● Stored data
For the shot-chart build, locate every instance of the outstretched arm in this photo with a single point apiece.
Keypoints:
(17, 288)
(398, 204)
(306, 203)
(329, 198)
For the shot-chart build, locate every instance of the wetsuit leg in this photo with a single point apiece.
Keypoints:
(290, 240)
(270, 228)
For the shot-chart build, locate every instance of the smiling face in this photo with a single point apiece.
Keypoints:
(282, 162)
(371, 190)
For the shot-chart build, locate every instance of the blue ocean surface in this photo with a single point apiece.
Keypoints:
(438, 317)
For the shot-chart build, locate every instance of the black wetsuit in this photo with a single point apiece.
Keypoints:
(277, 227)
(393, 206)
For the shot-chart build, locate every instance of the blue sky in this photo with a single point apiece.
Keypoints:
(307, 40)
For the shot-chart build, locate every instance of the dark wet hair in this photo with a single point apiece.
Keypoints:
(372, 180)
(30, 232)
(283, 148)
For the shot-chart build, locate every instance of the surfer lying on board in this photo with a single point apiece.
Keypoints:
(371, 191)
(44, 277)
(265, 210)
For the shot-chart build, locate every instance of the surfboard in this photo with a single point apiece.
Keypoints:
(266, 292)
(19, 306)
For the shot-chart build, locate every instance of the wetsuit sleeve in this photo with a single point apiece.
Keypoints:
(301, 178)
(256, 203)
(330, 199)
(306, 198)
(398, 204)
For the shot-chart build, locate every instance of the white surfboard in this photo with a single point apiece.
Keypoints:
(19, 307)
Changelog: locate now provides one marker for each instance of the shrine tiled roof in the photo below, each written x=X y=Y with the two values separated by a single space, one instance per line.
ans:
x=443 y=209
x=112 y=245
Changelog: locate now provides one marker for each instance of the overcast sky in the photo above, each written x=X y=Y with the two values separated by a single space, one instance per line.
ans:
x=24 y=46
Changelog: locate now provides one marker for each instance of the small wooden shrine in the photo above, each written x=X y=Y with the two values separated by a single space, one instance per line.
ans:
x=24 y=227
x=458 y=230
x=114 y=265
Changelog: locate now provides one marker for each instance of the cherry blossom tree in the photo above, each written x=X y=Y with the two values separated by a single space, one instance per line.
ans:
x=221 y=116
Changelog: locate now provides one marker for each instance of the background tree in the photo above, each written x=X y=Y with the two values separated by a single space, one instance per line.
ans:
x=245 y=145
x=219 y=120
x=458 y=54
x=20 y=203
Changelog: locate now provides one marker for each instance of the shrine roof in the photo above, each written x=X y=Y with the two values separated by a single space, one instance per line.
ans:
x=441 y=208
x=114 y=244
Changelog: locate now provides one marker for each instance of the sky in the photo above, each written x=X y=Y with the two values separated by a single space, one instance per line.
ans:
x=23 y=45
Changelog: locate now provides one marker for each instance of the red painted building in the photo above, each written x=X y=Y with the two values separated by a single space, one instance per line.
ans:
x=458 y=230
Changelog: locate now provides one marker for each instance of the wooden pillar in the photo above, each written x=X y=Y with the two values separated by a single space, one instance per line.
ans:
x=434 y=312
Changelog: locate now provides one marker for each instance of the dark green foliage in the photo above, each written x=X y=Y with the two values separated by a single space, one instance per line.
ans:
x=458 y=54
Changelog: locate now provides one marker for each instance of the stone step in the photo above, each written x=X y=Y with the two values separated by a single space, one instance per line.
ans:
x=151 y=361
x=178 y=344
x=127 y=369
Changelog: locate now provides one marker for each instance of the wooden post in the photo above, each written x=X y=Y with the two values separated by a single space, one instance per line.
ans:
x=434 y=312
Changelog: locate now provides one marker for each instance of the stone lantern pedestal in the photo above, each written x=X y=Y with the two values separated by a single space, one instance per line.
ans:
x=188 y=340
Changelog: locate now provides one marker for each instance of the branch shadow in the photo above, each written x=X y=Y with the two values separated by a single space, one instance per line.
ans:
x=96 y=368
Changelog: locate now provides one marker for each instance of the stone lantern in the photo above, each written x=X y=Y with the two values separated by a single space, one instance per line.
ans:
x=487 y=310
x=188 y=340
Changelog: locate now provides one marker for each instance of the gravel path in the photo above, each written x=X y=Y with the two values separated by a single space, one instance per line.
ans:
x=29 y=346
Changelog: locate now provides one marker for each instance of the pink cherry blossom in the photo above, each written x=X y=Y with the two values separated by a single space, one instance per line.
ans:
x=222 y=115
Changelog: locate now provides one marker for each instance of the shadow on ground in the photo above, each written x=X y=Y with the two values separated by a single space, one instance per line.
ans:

● Work item
Show every line of the data in which the word "shrine" appears.

● Completed task
Changelog: locate now provides one marker for each instance of the shrine tiled roof in the photo below, each written x=X y=Y with the two values separated by a single space, one instance per line.
Changelog: locate now provides one marker for each instance of the small wooden shrine in the photo above, each written x=X y=Y with the two values separated by a single space, one instance per line.
Changelog: locate now provides one marker for each instance of the shrine roof in the photo above, each written x=X y=Y with the two values separated by a single space, one instance per line.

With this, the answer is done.